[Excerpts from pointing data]
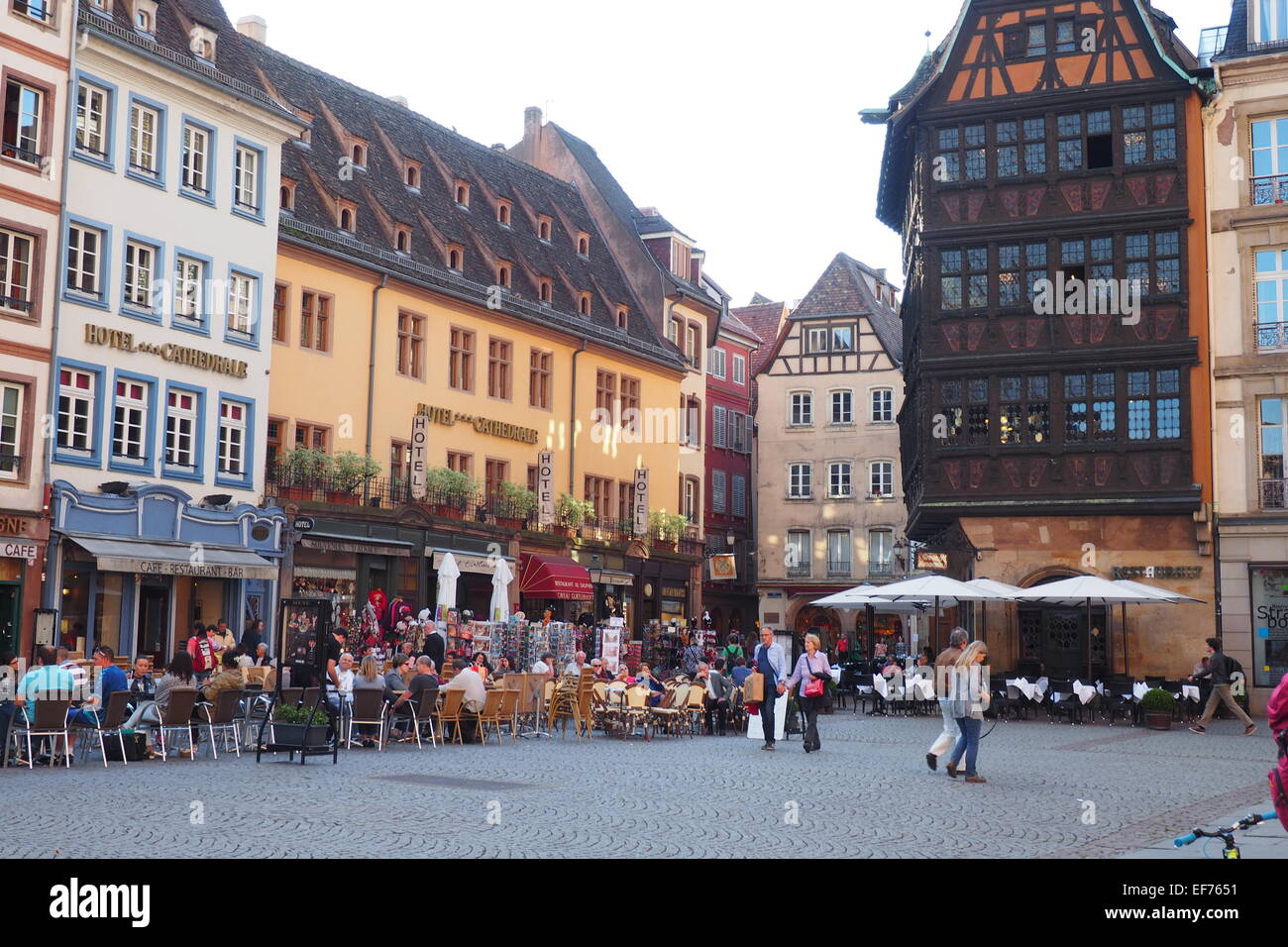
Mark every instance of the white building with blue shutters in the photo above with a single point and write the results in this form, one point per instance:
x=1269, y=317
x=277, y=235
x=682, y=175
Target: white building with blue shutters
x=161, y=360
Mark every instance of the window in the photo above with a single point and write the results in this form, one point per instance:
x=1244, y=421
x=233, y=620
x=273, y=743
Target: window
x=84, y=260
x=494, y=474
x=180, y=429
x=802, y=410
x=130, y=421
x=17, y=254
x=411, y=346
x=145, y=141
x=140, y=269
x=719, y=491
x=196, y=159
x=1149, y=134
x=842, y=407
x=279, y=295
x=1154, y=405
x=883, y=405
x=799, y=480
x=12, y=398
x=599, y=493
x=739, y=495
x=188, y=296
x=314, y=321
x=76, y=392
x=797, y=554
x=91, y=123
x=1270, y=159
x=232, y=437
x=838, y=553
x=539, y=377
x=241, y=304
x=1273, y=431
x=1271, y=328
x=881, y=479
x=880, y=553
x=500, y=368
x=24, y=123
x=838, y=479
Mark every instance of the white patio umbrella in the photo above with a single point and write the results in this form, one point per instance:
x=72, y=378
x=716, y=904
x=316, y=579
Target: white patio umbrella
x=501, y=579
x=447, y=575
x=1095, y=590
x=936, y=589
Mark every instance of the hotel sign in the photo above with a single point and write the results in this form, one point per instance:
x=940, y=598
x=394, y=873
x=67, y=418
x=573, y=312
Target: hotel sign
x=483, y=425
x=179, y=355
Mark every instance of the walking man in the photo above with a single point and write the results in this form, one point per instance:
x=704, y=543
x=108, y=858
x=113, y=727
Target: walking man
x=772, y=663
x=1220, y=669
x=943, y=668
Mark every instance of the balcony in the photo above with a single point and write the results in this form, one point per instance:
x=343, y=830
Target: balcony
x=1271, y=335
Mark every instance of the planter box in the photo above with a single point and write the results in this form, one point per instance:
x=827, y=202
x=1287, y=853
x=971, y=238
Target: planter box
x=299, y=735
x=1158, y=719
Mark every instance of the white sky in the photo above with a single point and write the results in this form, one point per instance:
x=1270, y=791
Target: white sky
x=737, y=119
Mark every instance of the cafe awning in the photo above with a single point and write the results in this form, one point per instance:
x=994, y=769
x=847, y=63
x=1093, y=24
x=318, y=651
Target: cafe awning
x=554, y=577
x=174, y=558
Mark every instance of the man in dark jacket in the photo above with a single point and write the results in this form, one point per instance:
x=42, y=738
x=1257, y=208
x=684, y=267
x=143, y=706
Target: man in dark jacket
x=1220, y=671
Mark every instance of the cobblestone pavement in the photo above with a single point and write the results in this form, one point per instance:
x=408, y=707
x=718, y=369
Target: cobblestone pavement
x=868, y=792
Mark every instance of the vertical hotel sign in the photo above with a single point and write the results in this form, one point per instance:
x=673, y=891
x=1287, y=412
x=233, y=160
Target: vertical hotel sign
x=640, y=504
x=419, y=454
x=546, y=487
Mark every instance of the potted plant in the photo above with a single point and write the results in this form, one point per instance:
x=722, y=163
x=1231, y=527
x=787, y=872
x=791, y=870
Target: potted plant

* PROBLEM TO SOLVE *
Rewrite the whole listing above as a JSON list of strings with one string per line. Omit blank lines and leave out the pictures.

* EXERCISE SOLUTION *
[
  "Mark every instance of the white building with blue shutters in the photo above with a single point and write the results in this form, one point per instance:",
  "x=1269, y=317",
  "x=277, y=235",
  "x=682, y=175",
  "Target: white building with blue shutters",
  "x=161, y=360",
  "Mark every instance of the window in the photo above with a single point and write the results in this form, one point per instance:",
  "x=1244, y=421",
  "x=233, y=620",
  "x=273, y=743",
  "Target: window",
  "x=84, y=260",
  "x=494, y=474",
  "x=180, y=429",
  "x=802, y=410",
  "x=130, y=421",
  "x=17, y=254",
  "x=411, y=346",
  "x=145, y=141",
  "x=140, y=269",
  "x=719, y=491",
  "x=196, y=159",
  "x=1149, y=134",
  "x=842, y=407",
  "x=279, y=295",
  "x=1154, y=405",
  "x=883, y=405",
  "x=799, y=480",
  "x=12, y=398",
  "x=599, y=493",
  "x=739, y=495",
  "x=188, y=296",
  "x=314, y=321",
  "x=76, y=392",
  "x=797, y=554",
  "x=91, y=123",
  "x=1270, y=159",
  "x=232, y=437",
  "x=838, y=553",
  "x=539, y=377",
  "x=241, y=304",
  "x=1273, y=431",
  "x=1271, y=328",
  "x=881, y=479",
  "x=880, y=553",
  "x=500, y=368",
  "x=24, y=123",
  "x=838, y=479",
  "Mark every instance of the white patio umbrella in the photo above with a single point and write the results in this form, one point per instance:",
  "x=72, y=378",
  "x=716, y=904",
  "x=316, y=579",
  "Target: white patio umbrella",
  "x=501, y=579",
  "x=447, y=575",
  "x=1095, y=590",
  "x=936, y=589",
  "Mark every instance of the hotel sign in the photo above with a single point and write the results in this form, one point per instance:",
  "x=940, y=598",
  "x=394, y=873",
  "x=67, y=418",
  "x=573, y=312",
  "Target: hotel sign",
  "x=483, y=425",
  "x=179, y=355",
  "Mark every instance of the walking man in the photo above with a single point and write the results in this form, one point per instance:",
  "x=704, y=543",
  "x=108, y=858",
  "x=113, y=727",
  "Target: walking man",
  "x=772, y=663",
  "x=1220, y=669",
  "x=943, y=668",
  "Mark every instance of the balcony in the photo above with a single point and write the results in this form, one point per instance:",
  "x=343, y=830",
  "Target: balcony",
  "x=1271, y=335",
  "Mark every instance of the planter box in the photo above with a single point and write the results in this form, one point per instance:",
  "x=827, y=202",
  "x=1287, y=853",
  "x=971, y=238",
  "Target: planter box",
  "x=299, y=735",
  "x=1158, y=719",
  "Mark every instance of the white sky in the photo above with a single point and write the results in this form, one point per instance:",
  "x=1270, y=791",
  "Target: white sky",
  "x=737, y=119",
  "Mark every instance of the cafe awning in the photo above with a single point and write the results in this form, one point per instance:",
  "x=994, y=769",
  "x=847, y=63",
  "x=1093, y=24",
  "x=318, y=651",
  "Target: cafe awning",
  "x=554, y=577",
  "x=174, y=558",
  "Mark every instance of the man in dark jacket in the photo above with a single point and write the results in this form, one point per instance:",
  "x=42, y=738",
  "x=1257, y=208",
  "x=684, y=267",
  "x=143, y=706",
  "Target: man in dark jacket",
  "x=1220, y=671",
  "Mark every instance of the cobblestone pavement in the photo above with a single point and write the results in this form, one point per instance:",
  "x=408, y=707",
  "x=718, y=369",
  "Target: cobblestone pavement",
  "x=868, y=792",
  "Mark every instance of the vertical hotel sign in the photo above with a single point and write the results in this form, one point per instance:",
  "x=673, y=891",
  "x=1287, y=412",
  "x=233, y=160",
  "Target: vertical hotel sign",
  "x=640, y=504",
  "x=419, y=454",
  "x=546, y=487",
  "Mark every instance of the potted plant in the photo above with a single point and write the results in this form, one point per instance:",
  "x=722, y=163",
  "x=1231, y=527",
  "x=787, y=872",
  "x=791, y=870",
  "Target: potted plant"
]